[Coordinate labeling data]
— begin —
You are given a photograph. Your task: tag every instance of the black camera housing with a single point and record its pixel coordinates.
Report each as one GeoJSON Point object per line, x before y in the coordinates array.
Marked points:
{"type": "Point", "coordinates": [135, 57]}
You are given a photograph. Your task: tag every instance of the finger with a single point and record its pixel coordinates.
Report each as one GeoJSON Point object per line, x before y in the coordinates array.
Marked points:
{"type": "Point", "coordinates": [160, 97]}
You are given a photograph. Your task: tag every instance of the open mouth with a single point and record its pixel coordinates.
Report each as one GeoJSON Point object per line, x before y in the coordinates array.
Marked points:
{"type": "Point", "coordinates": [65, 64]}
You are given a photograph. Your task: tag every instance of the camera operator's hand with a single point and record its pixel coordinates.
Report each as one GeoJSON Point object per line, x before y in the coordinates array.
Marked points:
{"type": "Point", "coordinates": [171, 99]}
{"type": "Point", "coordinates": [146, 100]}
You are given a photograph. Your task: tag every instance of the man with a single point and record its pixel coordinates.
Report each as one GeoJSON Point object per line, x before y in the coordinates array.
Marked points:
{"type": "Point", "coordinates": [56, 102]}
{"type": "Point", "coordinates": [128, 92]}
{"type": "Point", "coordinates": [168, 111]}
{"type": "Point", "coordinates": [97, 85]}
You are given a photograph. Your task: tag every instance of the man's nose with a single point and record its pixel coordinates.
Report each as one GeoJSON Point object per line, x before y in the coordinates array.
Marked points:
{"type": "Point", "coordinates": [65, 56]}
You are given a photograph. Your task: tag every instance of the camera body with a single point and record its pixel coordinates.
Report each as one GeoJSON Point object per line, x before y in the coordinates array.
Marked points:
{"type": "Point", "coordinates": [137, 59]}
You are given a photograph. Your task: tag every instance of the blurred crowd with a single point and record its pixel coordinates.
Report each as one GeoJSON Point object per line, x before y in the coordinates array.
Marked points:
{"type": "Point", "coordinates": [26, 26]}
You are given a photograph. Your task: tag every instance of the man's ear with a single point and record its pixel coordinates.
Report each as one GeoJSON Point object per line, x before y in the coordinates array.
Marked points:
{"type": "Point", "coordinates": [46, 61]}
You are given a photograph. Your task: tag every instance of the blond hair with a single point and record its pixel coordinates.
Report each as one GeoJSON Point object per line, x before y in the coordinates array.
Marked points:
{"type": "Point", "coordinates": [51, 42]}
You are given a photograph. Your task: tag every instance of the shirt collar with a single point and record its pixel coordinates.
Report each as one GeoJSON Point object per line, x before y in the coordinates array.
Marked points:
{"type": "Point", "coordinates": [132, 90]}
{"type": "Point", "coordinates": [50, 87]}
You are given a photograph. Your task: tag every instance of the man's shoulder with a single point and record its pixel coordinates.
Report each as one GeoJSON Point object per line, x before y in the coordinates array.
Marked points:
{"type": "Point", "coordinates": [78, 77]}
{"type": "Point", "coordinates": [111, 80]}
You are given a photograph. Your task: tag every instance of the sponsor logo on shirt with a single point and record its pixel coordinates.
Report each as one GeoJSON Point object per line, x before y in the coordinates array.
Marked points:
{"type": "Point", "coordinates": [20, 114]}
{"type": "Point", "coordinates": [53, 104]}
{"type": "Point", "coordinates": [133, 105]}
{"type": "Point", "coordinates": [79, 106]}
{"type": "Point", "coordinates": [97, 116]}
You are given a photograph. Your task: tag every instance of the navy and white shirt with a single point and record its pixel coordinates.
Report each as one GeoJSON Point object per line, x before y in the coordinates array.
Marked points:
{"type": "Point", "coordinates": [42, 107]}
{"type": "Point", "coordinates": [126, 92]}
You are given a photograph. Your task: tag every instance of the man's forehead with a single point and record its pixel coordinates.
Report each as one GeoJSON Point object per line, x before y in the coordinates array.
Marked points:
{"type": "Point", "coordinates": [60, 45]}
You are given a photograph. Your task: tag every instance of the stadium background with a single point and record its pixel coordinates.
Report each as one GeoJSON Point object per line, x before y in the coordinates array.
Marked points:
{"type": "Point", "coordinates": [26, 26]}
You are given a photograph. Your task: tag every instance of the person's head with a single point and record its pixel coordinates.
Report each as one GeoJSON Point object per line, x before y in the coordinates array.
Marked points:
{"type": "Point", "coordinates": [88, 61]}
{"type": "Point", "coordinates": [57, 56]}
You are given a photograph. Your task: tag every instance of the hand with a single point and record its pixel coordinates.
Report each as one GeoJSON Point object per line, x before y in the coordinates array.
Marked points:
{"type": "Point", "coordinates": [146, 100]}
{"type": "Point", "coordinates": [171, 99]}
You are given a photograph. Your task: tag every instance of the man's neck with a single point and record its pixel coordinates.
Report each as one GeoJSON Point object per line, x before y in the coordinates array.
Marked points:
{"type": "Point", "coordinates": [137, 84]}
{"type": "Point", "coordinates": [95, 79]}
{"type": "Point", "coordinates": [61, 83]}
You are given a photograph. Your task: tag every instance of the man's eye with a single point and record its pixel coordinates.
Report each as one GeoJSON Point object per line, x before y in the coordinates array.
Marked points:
— end —
#### JOB:
Give the listing above again, word for word.

#### RESULT OF THIS TASK:
You are given a photograph. Your task: tag every instance of the black camera housing with a single point and record its pixel coordinates.
Report each as one GeoJSON Point object per line, x before y in the coordinates array.
Marked points:
{"type": "Point", "coordinates": [135, 57]}
You are given a photograph. Your task: tag every instance of the finger with a single point and record its pixel coordinates.
Report each as one GeoJSON Point object per line, x before y in the coordinates array.
Marked points:
{"type": "Point", "coordinates": [160, 97]}
You are given a photograph. Your task: tag every instance of the open mouth with a single point and record its pixel coordinates.
Report each as one GeoJSON Point object per line, x before y in the coordinates array.
Marked points:
{"type": "Point", "coordinates": [65, 64]}
You are given a photograph. Your task: tag every instance of the camera operator's hand with a single point and record its pixel coordinates.
Report each as one GeoJSON Point object per line, x before y in the coordinates array.
Marked points:
{"type": "Point", "coordinates": [171, 99]}
{"type": "Point", "coordinates": [146, 100]}
You are given a photograph. Your task: tag every instance of the man with a single point and record its pixel coordinates.
Report each as one GeoJSON Point object per line, x before y in the coordinates array.
Marked points:
{"type": "Point", "coordinates": [56, 102]}
{"type": "Point", "coordinates": [128, 92]}
{"type": "Point", "coordinates": [168, 111]}
{"type": "Point", "coordinates": [97, 85]}
You are given a photograph. Your task: tag every instance of the man's nose with a single point and record its pixel coordinates.
Report each as one GeoJSON Point object per line, x before y in the coordinates array.
Marked points:
{"type": "Point", "coordinates": [65, 56]}
You are given a photograph. Your task: tag every instance of the camera body with a single point and record its pixel coordinates.
Report each as one GeoJSON Point object per line, x before y in the coordinates array.
Marked points:
{"type": "Point", "coordinates": [137, 59]}
You are given a photograph. Your task: tag every instance of the blurred crowd with a single point and record its pixel coordinates.
Report each as one GeoJSON Point object per line, x before y in the coordinates array.
Marked points:
{"type": "Point", "coordinates": [26, 26]}
You are given a photograph. Your task: tag every instance of the man's ear with a single point and record its pixel coordinates.
Report each as one GeoJSON Point object per line, x before y in the coordinates array.
Marked points:
{"type": "Point", "coordinates": [46, 61]}
You are given a photograph. Your task: tag every instance of the blond hair with a single point and record its pixel coordinates.
Report each as one GeoJSON Point object per line, x before y in the coordinates array.
Marked points:
{"type": "Point", "coordinates": [51, 42]}
You are given a photograph. Your task: tag every instance of the shirt collar with a single point and record its pixel coordinates.
Report each as one GeoJSON Point object per line, x before y in the coordinates array.
Marked points:
{"type": "Point", "coordinates": [132, 90]}
{"type": "Point", "coordinates": [50, 87]}
You are given a photograph. Your task: tag every instance of the man's shoulder with a single point and record its pixel coordinates.
Report each as one GeoJSON Point object per line, x before y in the coordinates array.
Marked points:
{"type": "Point", "coordinates": [78, 77]}
{"type": "Point", "coordinates": [111, 80]}
You are given a photograph. Your task: tag every instance of the sponsor logo on shirt with a single point and record its pixel coordinates.
Report each as one GeoJSON Point object per line, x before y in the coordinates array.
Marked points:
{"type": "Point", "coordinates": [20, 114]}
{"type": "Point", "coordinates": [53, 104]}
{"type": "Point", "coordinates": [133, 105]}
{"type": "Point", "coordinates": [79, 106]}
{"type": "Point", "coordinates": [97, 116]}
You are given a photograph. Your task: tag every instance of the navy and white shirt with a single point and record its pixel coordinates.
Report each as one GeoJSON Point object per line, x before y in the coordinates array.
Marked points:
{"type": "Point", "coordinates": [42, 107]}
{"type": "Point", "coordinates": [126, 92]}
You are given a photograph. Your task: tag every instance of the man's forehead with a single point and record its pixel coordinates.
Report each as one GeoJSON Point object per line, x before y in the coordinates array.
Marked points:
{"type": "Point", "coordinates": [60, 45]}
You are given a photograph. Your task: tag every instance of the stadium background with a single point and record its pixel coordinates.
Report each as one GeoJSON Point object per line, x before y in the coordinates array.
Marked points:
{"type": "Point", "coordinates": [26, 26]}
You are given a photograph. Your task: tag every instance of the person's head with a single point and record its pixel coordinates.
Report each as one GeoJSON Point object per line, x before y in the coordinates array.
Marked points:
{"type": "Point", "coordinates": [88, 61]}
{"type": "Point", "coordinates": [57, 56]}
You are given a photograph. Your task: tag every instance of the hand with a single point and record its pixel coordinates.
Report each as one GeoJSON Point object per line, x before y in the coordinates array.
Marked points:
{"type": "Point", "coordinates": [146, 100]}
{"type": "Point", "coordinates": [171, 99]}
You are given a photograph. Your task: tag every instance of the man's neck with a single point and record its pixel coordinates.
Report each as one GeoJSON Point object per line, x before y in the coordinates array.
Marked points:
{"type": "Point", "coordinates": [137, 84]}
{"type": "Point", "coordinates": [95, 79]}
{"type": "Point", "coordinates": [61, 83]}
You are given a photograph. Your task: tag every instance of the man's eye with a single point and record its pixel coordinates.
Report each as one GeoJSON Point object per line, x before y in the coordinates array.
Marked points:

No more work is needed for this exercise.